>> start Records for processing
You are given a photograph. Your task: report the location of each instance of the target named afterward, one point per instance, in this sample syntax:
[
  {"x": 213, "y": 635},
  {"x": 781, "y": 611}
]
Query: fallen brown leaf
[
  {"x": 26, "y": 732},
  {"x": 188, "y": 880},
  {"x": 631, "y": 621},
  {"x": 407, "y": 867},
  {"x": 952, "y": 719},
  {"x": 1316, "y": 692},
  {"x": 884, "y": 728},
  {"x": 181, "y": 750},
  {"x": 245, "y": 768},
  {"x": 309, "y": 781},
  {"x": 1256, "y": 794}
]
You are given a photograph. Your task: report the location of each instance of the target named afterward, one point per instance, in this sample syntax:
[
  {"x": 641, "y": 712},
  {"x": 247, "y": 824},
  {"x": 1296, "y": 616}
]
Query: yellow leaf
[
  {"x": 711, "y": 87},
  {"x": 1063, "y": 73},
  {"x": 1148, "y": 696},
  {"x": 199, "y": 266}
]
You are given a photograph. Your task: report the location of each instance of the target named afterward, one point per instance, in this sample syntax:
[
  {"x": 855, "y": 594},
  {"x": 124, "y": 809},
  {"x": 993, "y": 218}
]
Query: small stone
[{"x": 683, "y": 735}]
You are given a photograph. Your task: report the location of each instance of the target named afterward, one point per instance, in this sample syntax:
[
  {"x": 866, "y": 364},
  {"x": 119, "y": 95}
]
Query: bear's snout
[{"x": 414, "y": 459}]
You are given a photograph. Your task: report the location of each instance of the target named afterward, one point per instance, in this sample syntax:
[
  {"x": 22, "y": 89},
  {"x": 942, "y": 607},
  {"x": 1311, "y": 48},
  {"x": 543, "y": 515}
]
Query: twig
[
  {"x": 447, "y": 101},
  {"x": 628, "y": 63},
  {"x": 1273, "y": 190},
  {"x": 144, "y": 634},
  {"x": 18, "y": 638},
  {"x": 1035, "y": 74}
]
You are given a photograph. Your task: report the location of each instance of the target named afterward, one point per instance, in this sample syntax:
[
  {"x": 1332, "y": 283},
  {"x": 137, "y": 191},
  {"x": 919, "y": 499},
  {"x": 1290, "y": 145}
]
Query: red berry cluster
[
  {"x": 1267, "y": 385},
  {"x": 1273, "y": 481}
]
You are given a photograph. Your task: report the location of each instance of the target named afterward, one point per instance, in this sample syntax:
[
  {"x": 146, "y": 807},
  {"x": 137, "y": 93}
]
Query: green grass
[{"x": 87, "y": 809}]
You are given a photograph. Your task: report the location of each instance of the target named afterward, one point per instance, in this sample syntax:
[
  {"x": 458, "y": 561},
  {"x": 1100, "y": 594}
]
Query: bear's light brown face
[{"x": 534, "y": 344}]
>> end Records for processing
## Problem requirements
Pull out every line of the records that contains the word "brown" and copy each one as it stands.

## Completed task
Query: fallen brown leaf
Query: bear's light brown face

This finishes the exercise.